**Task directions:** Word for word, copy the records that follow.

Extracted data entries

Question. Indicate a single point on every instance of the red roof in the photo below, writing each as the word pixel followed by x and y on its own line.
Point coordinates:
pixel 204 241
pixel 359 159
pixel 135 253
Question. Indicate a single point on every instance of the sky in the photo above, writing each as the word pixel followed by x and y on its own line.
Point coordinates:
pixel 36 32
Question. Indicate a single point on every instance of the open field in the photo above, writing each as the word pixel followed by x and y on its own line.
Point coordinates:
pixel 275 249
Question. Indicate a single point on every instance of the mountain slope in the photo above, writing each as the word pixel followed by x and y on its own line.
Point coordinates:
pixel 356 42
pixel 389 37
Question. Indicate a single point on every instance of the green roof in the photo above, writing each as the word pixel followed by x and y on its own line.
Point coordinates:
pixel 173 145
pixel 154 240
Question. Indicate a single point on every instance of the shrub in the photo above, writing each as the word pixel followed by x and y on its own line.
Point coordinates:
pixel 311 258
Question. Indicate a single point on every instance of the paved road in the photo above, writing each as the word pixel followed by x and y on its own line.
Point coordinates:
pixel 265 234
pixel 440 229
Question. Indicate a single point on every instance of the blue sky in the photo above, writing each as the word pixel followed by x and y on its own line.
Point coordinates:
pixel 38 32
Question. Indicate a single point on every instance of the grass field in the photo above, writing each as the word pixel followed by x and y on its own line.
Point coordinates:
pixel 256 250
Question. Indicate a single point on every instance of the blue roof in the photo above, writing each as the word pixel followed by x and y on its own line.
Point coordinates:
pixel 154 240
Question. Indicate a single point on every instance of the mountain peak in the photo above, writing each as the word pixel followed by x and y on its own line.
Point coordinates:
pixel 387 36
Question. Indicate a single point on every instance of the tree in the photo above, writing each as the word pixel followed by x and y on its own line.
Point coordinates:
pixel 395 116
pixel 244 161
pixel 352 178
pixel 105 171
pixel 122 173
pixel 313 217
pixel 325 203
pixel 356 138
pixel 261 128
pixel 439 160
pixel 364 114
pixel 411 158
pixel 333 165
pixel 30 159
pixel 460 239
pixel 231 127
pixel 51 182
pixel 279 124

**Response for this exercise:**
Question. Indicate a single point on every instance of the red roof in the photo below, writing each as the word pixel followed by x and y on its own line.
Point coordinates:
pixel 204 241
pixel 359 159
pixel 135 253
Question. Indicate a single point on every instance of the sky in the photo above, writing each as the word pixel followed by x and y on its own line.
Point coordinates:
pixel 36 32
Question. Indicate a single point on every instance of the open field in the photo above, writing each as the word pixel followed by x and y on its own line.
Point coordinates:
pixel 275 249
Question. Indicate a single point on every instance of the mountain slope in the photo above, writing each as the word pixel followed by x and y on its own line.
Point coordinates:
pixel 356 42
pixel 389 37
Question. Indicate a single point on every instance of the green roof in the photo above, writing each as the word pixel followed by x and y on its own line.
Point coordinates:
pixel 173 145
pixel 154 240
Question. Indicate a single point on every instance of the shrub in the photo above, writing each as the word pixel followed by x and y on its own line.
Point coordinates:
pixel 311 258
Question. Indicate a single point on every instance of the paved road in the photo above, writing each as the word pixel followed by x and y on its own line.
Point coordinates:
pixel 265 234
pixel 440 229
Question. Indicate a single point on every instance of the blue sky in the photo above, writing each as the word pixel followed by x and y on its own line.
Point coordinates:
pixel 38 32
Question. Indicate a single point on every instance of the grass field in the photo above, writing each as the word pixel followed by x and y on its own line.
Point coordinates:
pixel 256 250
Question. Indicate a single point on every instance of the blue roof in the photo above, writing each as the word pixel followed by x and y on its own line.
Point coordinates:
pixel 154 240
Question. Indicate a single point on every instance of the mountain peak in the photo above, writing each as the word pixel followed by x and y on its own line.
Point coordinates:
pixel 387 36
Question. Indicate a single point on every instance of the tree in the photo above, writing each as the word pixel followed by x and y on its own line.
Point coordinates:
pixel 395 116
pixel 244 161
pixel 352 178
pixel 105 171
pixel 122 173
pixel 313 217
pixel 325 203
pixel 356 138
pixel 261 128
pixel 439 160
pixel 364 114
pixel 411 158
pixel 333 165
pixel 30 159
pixel 460 239
pixel 231 127
pixel 51 182
pixel 279 124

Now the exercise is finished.